What you are asked to do >>
List all lines of the data containing the word "trace".

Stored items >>

*** Begin section ***

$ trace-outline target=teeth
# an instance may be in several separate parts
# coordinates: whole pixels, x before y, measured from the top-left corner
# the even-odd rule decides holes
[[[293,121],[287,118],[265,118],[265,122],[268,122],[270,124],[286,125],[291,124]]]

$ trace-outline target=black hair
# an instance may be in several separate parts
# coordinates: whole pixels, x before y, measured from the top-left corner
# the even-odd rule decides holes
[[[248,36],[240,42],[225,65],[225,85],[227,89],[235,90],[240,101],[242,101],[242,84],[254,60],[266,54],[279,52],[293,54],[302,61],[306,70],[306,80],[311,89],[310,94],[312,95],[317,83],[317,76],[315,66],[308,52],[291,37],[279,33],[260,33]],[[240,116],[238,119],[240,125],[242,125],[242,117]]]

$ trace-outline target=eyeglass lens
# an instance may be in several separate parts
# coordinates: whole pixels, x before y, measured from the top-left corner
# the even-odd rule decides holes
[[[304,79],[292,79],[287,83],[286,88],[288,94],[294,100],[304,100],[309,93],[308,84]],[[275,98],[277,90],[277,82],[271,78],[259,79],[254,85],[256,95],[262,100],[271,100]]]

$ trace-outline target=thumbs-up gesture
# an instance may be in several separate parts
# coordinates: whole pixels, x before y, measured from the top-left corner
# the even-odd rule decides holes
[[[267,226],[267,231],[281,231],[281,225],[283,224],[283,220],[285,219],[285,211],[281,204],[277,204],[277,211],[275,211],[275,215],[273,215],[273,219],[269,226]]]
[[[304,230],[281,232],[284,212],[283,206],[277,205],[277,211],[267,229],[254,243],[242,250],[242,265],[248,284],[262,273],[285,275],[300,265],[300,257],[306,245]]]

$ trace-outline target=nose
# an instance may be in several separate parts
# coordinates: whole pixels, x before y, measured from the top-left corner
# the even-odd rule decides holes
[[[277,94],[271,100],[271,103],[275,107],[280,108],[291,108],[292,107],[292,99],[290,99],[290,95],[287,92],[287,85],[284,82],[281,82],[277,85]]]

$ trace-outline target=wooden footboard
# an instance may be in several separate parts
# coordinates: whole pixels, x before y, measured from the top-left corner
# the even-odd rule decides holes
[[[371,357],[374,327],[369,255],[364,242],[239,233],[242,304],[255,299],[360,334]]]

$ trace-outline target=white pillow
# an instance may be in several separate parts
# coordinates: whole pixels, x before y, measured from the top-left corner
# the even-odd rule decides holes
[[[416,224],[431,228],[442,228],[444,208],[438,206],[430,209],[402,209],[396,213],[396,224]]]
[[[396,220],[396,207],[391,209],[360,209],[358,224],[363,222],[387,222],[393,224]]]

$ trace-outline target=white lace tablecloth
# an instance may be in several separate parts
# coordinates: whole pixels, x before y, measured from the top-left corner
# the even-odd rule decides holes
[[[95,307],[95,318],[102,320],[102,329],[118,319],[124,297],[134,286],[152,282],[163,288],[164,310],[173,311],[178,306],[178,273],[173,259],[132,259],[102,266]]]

*** End section ***

Written response >>
$ trace-outline target=teeth
$ trace-outline target=black hair
$ trace-outline target=eyeglass lens
$ trace-outline target=thumbs-up gesture
$ trace-outline target=nose
$ trace-outline target=wooden footboard
$ trace-outline target=white pillow
$ trace-outline target=white lace tablecloth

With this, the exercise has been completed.